* **TEXT ZUM LESEN**:

Eine deutliche Kehrtwende in der deutschen China-Politik zeigt sich im Koalitionsvertrag, den die Ampelparteien am Mittwoch vorlegten.

Während die Vorgängerregierung China in ihrem Koalitionsvertrag nur einen Absatz widmete, in dem sie über Chancen und Risiken in der Wirtschaftspolitik sprach, mit einem kleinen obligatorischen Hinweis auf die Menschenrechte, räumt die neue Regierung dem Thema viel mehr Gewicht ein. Sie will die Menschenrechtspolitik in alle „Aspekte staatlichen Handelns“ einbeziehen, sich viel enger mit den Vereinigten Staaten abstimmen und eine klare Sprache in Bezug auf Hongkong, Taiwan und den indopazifischen Raum finden.

Hier, einige der wichtigsten Passagen:

Eine Ratifikation des EU-China-Investitionsabkommens im EU-Rat kann aus verschiedenen Gründen zurzeit nicht stattfinden.

* **INHALT DES DATENSATZES**:

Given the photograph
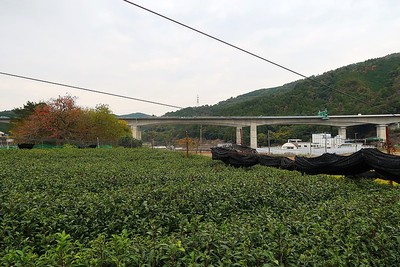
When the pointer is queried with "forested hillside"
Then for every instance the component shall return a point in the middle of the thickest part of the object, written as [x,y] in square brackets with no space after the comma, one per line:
[370,87]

* **ZIEL DER ÜBUNG**: Schreib bitte den Text über die China-Politik im Koalitionsvertrag im Anschluss an seinen letzten Satz weiter.

* **ENDGÜLTIGE ANTWORT**:
Wir wollen prüfen, ob bei klar definierten Sicherheitsgefährdungen durch die Übernahme kritischer Infrastrukturen, z. B. im deutschen Stromnetz oder im Breitbandnetz, durch ausländische Investoren das rechtliche Instrumentarium ausreicht und ggf. geeignete Instrumente dafür schaffen, damit die Bundesregierung angemessen und schnell reagieren kann.

Wir setzen uns für Verhandlungen zwischen den USA und Russland zur vollständigen Abrüstung im substrategischen Bereich ein. Nuklearwaffenstaaten wie China wollen wir stärker in nukleare Abrüstung und Rüstungskontrolle einbinden.

Menschenrechtspolitik umfasst alle Aspekte staatlichen Handelns auf internationaler wie auch innenpolitischer Ebene. In einem globalen Umfeld, in dem auch von zentralen Akteuren die universelle Gültigkeit der Menschenrechte regelmäßig in Frage gestellt wird, wollen wir sie gemeinsam mit unseren Partnern verteidigen und für sie werben. Das Amt des/der Beauftragten der Bundesregierung für Menschenrechtspolitik und Humanitäre Hilfe werden wir aufwerten und mit mehr Personal ausstatten.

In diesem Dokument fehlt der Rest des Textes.